Le Banni (The Outlaw, 1943) de Howard Hughes est célèbre pour des tas de raisons, toutes mauvaises. Moins par son contenu réel, jugé « terne et décevant » par Coursodon et Tavernier 1que par ses problèmes de réalisation et de distribution. Les démêlés du producteur-réalisateur avec la puissante MPPDA2 à l’époque où le Code régnait sur le cinéma hollywoodien sont bien connus. On a beaucoup glosé sur un certain soutien-gorge destiné à mettre en valeur les dimensions des attributs de Jane Russell. Martin Scorsese y consacre même une séquence d’Aviator, son biopic à la gloire de l’excentrique millionnaire.
L’affiche du film qui met en valeur les formes généreuses de l’actrice est cependant trompeuse. Les accents de la symphonie Pathétique de Tchaïkovski, non créditée, plonge dès le générique le spectateur dans une certaine perplexité. Et très vite il apparaît que c’est l’histoire d’un cheval qu’on vole, qu’on achète, qu’on échange. Victor Young qui signe officiellement la musique, nous inflige d’ailleurs à ce sujet des effets dignes des pires cartoons. Ce n’est pas la moindre bizarrerie de ce film pas très bien réalisé et guère mieux interprété.

__CONSIGNE__
Réécrivez sous forme de liste le paragraphe du texte fourni qui commence par « L’affiche du film qui met en valeur » en conservant ses faits principaux. Les entrées ci-dessous forment un ensemble distinct du texte.

__ENTRÉES FOURNIES__
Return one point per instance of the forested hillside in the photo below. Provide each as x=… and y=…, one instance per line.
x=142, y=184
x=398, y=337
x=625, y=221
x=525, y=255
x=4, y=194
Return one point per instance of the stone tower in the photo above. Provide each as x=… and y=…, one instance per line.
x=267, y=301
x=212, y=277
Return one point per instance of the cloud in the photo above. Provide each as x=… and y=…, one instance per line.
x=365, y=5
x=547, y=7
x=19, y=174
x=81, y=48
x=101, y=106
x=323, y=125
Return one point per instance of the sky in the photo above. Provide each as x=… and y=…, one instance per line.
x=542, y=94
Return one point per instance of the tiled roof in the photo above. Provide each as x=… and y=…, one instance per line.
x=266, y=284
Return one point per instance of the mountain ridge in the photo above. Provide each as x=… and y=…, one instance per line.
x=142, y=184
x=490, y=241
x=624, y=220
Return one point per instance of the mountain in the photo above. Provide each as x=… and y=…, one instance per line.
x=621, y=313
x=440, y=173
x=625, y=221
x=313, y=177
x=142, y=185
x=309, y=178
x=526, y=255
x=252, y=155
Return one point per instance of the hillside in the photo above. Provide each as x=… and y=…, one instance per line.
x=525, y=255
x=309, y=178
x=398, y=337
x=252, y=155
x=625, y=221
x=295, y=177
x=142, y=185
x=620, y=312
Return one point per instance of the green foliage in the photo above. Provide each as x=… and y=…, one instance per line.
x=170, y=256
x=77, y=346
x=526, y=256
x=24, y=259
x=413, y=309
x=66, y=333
==
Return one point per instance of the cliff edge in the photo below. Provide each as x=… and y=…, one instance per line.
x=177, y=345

__RÉPONSE__
- L’affiche, qui met en valeur les formes de l’actrice, est trompeuse.
- Dès le générique, la symphonie Pathétique de Tchaïkovski, non créditée, laisse le spectateur perplexe.
- Le film raconte en fait l’histoire d’un cheval qu’on vole, qu’on achète et qu’on échange.
- Victor Young, qui signe officiellement la musique, accompagne ce sujet d’effets dignes des pires cartoons.
- Le film est mal réalisé et guère mieux interprété.